### DIRECTIVE
Render the rows from their start through the line containing "[346,307,404,388]", inclusive, as a JSON list of strings with one string per line. Omit blank lines and leave the pictures out.

### Region annotation entries
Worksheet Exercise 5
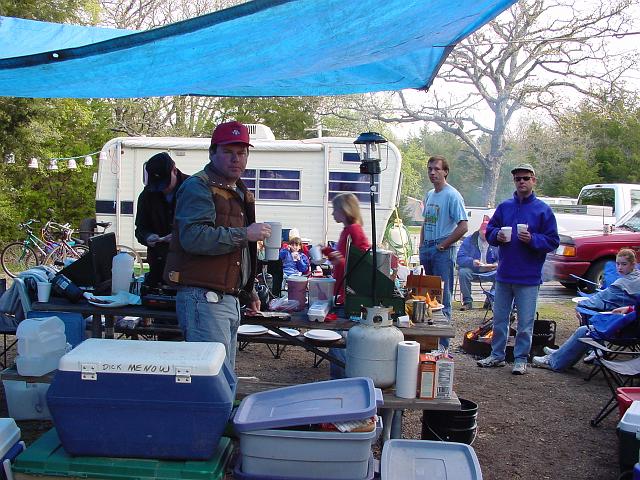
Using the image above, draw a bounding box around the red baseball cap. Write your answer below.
[211,121,253,147]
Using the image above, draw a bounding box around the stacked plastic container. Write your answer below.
[233,377,382,480]
[47,338,236,460]
[0,418,25,480]
[380,440,482,480]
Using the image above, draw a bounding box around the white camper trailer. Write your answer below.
[96,125,401,252]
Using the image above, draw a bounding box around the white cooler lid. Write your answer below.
[618,400,640,433]
[58,338,226,376]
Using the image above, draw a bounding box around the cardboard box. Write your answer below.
[418,353,454,400]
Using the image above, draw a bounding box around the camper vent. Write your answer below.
[247,123,276,140]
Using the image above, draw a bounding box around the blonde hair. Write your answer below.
[616,248,636,265]
[289,237,302,245]
[331,193,363,225]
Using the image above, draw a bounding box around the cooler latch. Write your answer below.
[176,367,191,383]
[80,363,98,380]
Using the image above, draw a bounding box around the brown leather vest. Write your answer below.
[164,168,256,295]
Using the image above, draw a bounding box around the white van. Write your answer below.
[94,125,402,253]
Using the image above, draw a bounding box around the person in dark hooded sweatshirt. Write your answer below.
[135,152,189,287]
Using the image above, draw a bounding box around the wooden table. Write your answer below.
[32,299,461,440]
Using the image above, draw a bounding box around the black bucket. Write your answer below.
[422,398,478,445]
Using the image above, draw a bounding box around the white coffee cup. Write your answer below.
[37,282,51,302]
[309,245,322,263]
[264,222,282,260]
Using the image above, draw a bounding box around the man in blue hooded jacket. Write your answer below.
[478,163,560,375]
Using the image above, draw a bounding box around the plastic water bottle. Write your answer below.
[111,252,133,295]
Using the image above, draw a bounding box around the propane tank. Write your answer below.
[346,307,404,388]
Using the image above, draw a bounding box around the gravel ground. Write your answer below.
[0,295,619,480]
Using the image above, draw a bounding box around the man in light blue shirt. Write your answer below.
[420,155,468,347]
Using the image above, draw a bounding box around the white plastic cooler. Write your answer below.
[47,339,236,460]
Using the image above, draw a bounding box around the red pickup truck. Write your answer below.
[545,205,640,292]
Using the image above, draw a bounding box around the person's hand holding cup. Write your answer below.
[516,223,531,243]
[496,227,513,243]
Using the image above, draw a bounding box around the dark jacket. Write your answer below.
[456,232,498,272]
[486,193,560,285]
[135,170,189,286]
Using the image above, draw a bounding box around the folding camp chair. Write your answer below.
[580,338,640,427]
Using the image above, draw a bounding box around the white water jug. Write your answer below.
[16,317,67,377]
[111,252,133,295]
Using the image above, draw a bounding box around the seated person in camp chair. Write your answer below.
[531,248,640,372]
[456,219,498,311]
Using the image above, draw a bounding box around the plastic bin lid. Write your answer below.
[58,338,226,376]
[380,440,482,480]
[233,377,382,432]
[618,400,640,433]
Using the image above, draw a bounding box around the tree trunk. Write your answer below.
[482,156,502,207]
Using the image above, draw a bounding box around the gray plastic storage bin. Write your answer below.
[240,428,377,480]
[380,440,482,480]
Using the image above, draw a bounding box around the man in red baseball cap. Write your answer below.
[164,121,271,367]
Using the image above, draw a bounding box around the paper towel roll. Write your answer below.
[396,341,420,398]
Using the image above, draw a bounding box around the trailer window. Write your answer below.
[242,169,300,200]
[329,172,380,203]
[578,188,616,214]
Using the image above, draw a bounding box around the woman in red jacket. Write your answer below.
[323,193,371,303]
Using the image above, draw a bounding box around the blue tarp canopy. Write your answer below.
[0,0,515,98]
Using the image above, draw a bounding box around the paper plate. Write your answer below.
[238,325,269,335]
[268,328,300,337]
[304,329,342,342]
[87,297,129,308]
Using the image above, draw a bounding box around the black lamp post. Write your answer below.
[353,132,388,306]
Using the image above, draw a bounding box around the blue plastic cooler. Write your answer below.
[47,338,236,460]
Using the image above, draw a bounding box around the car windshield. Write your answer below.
[616,205,640,232]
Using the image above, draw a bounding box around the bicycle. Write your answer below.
[0,218,88,278]
[42,220,89,268]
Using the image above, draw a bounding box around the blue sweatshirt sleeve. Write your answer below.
[456,235,475,268]
[529,207,560,253]
[485,204,503,247]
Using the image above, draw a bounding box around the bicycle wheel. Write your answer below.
[116,245,144,277]
[42,244,89,270]
[0,242,38,278]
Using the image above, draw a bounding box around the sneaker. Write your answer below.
[476,355,505,368]
[511,360,527,375]
[531,355,551,370]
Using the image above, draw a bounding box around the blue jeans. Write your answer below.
[420,245,456,347]
[491,281,540,362]
[458,267,496,305]
[176,287,240,371]
[549,325,589,372]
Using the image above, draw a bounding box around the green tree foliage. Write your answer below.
[0,99,111,241]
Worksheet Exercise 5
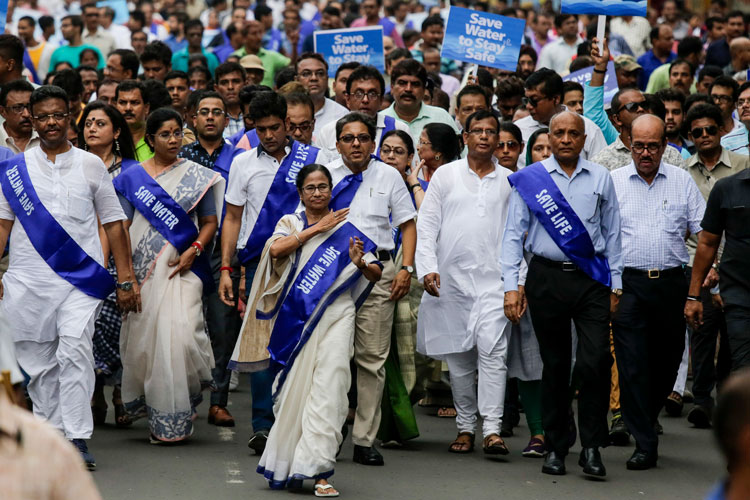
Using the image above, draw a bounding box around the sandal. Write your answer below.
[482,433,510,455]
[448,432,474,453]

### SOLUTION FOR THIS EXERCISE
[
  "Worksheet Exercise 5",
  "Using the image above, draw a bounding box around the red baseball cap. Write your answer below.",
  "[211,121,253,147]",
  "Using the image above, draw a bounding box around the stacked plastic container. Write your answer below.",
  "[233,377,382,480]",
  "[47,338,236,460]",
  "[0,418,25,480]",
  "[380,440,482,480]",
  "Using the image above, draw a bounding box around the white camper trailer. Write your answer below.",
  "[96,125,401,252]",
  "Using the image above, draw a bounding box around the white cooler lid. Write your answer below.",
  "[618,400,640,433]",
  "[58,338,226,376]",
  "Using the image above, draw a bounding box around the cardboard box. Write your answer below.",
  "[418,353,454,400]",
  "Using the image above, draw a bounding box around the camper vent. Write your answer below.",
  "[247,123,276,140]",
  "Using the image above, draw a bounding box around the blonde hair. Write your answer below.",
  "[616,248,636,265]",
  "[289,237,302,245]",
  "[331,193,363,225]",
  "Using the image above, draw a bounding box around the cooler latch. Write your answer below.",
  "[176,367,191,383]",
  "[80,363,98,380]",
  "Using the image above, draw a bounding box around the brown leather vest. Write your answer below.",
  "[164,168,256,295]",
  "Using the image above, draw a bounding box around the white van. Write your answer below.",
  "[94,125,402,253]",
  "Using the image above, draw a bounding box around the person in dark hooded sweatshirt. Write your answer below.",
  "[135,152,189,287]",
  "Using the image above, draw a bounding box around the wooden table. Write your answer below.",
  "[32,299,461,440]",
  "Using the image above, draw a bounding box around the black bucket. Write your answer below.",
  "[422,398,478,445]",
  "Using the image above, draw a bounding box around the white coffee cup. Write your answer below.",
  "[37,282,51,302]",
  "[309,245,322,263]",
  "[264,222,282,260]",
  "Using the image above, draw a bounding box around the man in blue hooded jacket. Write your answer below.",
  "[478,163,560,375]",
  "Using the image above, draw a bounding box around the plastic water bottle. Write your answer below.",
  "[111,252,133,295]",
  "Using the image above, draw a bounding box around the propane tank. Write your answer below.",
  "[346,307,404,388]"
]